**EXERCISE**
Copy out exactly the lines from the line containing "Target: bridle" to the end of the listing.

-------- DATA SECTION --------

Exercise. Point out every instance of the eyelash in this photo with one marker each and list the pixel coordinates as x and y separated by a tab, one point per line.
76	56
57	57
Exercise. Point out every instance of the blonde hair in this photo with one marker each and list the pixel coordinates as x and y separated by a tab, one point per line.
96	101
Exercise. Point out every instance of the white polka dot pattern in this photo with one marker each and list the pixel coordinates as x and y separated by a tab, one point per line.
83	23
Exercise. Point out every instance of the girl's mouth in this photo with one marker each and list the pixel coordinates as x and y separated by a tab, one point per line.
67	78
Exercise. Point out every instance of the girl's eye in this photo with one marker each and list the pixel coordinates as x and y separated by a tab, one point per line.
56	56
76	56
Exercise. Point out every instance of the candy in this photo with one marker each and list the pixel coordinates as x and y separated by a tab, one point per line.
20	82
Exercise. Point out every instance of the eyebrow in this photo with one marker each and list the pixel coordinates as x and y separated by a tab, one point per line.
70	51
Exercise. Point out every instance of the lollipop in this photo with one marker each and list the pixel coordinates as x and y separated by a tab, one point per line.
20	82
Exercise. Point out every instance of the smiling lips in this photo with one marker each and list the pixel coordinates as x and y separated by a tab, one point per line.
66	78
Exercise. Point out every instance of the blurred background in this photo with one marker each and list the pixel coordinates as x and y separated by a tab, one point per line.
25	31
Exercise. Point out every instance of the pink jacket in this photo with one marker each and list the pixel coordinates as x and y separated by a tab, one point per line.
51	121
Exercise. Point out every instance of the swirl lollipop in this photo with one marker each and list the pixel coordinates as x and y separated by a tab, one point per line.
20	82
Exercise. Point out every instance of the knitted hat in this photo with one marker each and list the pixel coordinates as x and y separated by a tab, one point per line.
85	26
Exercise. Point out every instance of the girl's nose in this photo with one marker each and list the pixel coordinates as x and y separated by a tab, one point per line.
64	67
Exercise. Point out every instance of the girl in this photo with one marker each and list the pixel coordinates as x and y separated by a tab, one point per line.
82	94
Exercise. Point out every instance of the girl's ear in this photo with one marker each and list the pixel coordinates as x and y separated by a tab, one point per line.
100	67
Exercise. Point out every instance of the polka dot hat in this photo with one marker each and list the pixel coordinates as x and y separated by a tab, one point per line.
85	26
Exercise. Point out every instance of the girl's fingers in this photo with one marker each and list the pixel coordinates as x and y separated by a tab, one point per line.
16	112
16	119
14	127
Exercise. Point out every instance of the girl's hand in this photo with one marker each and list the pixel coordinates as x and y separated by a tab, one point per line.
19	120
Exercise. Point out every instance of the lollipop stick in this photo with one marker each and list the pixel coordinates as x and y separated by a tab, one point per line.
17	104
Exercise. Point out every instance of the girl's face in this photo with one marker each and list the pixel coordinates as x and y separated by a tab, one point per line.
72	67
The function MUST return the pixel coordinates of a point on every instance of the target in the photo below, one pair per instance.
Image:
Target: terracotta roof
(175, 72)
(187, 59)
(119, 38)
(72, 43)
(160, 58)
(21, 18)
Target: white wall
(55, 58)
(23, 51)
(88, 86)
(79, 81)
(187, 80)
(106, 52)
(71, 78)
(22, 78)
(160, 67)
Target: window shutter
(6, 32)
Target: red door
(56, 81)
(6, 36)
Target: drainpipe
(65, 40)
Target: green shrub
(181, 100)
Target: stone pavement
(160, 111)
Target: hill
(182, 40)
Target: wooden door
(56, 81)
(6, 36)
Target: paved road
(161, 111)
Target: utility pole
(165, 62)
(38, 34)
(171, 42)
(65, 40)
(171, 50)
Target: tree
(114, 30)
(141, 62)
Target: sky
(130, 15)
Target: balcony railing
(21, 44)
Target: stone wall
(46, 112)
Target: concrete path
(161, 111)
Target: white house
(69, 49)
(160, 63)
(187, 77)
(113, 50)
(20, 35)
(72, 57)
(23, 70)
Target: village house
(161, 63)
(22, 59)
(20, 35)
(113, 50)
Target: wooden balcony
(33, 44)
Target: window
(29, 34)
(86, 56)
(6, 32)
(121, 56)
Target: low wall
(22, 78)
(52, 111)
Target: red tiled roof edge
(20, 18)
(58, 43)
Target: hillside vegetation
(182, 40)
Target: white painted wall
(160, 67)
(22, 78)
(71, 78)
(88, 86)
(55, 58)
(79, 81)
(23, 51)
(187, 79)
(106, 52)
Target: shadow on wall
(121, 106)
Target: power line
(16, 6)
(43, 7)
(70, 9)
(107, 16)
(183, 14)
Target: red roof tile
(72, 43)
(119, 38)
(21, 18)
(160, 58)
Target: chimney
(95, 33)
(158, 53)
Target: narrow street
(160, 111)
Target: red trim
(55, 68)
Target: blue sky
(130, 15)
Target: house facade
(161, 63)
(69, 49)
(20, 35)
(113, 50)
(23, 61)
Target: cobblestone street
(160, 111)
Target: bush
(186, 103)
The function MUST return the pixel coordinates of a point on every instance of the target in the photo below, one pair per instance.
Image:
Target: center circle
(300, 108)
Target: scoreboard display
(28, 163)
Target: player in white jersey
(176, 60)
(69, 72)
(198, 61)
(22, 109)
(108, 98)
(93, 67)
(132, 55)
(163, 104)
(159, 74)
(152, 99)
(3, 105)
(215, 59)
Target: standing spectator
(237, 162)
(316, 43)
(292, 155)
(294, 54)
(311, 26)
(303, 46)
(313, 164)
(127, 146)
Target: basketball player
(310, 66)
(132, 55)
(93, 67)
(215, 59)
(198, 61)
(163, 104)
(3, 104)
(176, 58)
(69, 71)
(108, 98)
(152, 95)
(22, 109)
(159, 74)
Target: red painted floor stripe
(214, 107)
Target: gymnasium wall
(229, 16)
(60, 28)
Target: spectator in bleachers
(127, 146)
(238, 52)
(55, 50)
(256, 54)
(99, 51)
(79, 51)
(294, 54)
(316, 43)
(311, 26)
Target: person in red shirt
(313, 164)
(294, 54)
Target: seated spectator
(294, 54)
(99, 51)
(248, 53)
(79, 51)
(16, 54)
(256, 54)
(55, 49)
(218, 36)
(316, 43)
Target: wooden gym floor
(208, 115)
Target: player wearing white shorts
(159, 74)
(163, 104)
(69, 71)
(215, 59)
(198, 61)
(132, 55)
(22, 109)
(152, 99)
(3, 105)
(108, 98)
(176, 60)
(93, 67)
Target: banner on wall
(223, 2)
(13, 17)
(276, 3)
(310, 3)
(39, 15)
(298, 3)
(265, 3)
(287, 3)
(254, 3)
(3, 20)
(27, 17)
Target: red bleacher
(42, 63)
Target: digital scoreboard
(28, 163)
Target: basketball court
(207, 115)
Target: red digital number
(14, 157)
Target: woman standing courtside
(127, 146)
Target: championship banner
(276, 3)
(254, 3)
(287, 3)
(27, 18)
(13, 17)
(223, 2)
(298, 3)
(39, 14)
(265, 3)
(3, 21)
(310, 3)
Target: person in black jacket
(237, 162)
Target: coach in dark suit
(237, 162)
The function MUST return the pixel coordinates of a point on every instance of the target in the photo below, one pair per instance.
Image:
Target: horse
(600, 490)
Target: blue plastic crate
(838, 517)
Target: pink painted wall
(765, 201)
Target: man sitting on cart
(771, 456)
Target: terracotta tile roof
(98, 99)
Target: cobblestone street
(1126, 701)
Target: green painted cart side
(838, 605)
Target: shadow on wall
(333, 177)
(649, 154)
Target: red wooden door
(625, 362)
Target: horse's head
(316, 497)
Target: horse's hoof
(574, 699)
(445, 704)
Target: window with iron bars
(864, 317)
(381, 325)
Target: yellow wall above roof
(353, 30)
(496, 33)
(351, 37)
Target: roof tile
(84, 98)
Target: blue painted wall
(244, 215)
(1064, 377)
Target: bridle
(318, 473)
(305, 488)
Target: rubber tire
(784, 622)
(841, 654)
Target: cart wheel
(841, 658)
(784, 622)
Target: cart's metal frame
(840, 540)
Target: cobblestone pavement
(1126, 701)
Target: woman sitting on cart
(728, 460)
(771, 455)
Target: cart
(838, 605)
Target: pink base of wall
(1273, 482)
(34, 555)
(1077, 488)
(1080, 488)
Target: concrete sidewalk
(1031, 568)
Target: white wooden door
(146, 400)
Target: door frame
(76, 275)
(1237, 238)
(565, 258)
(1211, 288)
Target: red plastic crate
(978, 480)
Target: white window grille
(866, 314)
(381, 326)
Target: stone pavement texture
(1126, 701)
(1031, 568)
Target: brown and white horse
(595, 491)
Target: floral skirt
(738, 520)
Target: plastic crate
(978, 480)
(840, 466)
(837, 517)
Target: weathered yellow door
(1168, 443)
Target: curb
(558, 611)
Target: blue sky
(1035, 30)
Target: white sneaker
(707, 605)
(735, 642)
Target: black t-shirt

--------

**RESPONSE TO THE EXERCISE**
Target: bridle
(318, 473)
(305, 488)
Target: rubber tire
(784, 622)
(841, 654)
Target: cart wheel
(841, 658)
(784, 622)
Target: cart's metal frame
(840, 540)
Target: cobblestone pavement
(1126, 701)
Target: woman sitting on cart
(728, 460)
(771, 455)
Target: cart
(838, 605)
Target: pink base of wall
(1273, 482)
(34, 555)
(1077, 488)
(1080, 488)
Target: concrete sidewalk
(1031, 568)
Target: white wooden door
(146, 400)
Target: door frame
(76, 275)
(1237, 238)
(565, 258)
(1211, 288)
Target: red plastic crate
(978, 480)
Target: white window grille
(866, 314)
(381, 326)
Target: stone pavement texture
(1126, 701)
(1031, 568)
Target: brown and white horse
(595, 491)
Target: floral skirt
(738, 520)
Target: plastic crate
(978, 480)
(840, 466)
(837, 517)
Target: weathered yellow door
(1168, 443)
Target: curb
(558, 611)
Target: blue sky
(1035, 30)
Target: white sneaker
(707, 605)
(735, 642)
Target: black t-shirt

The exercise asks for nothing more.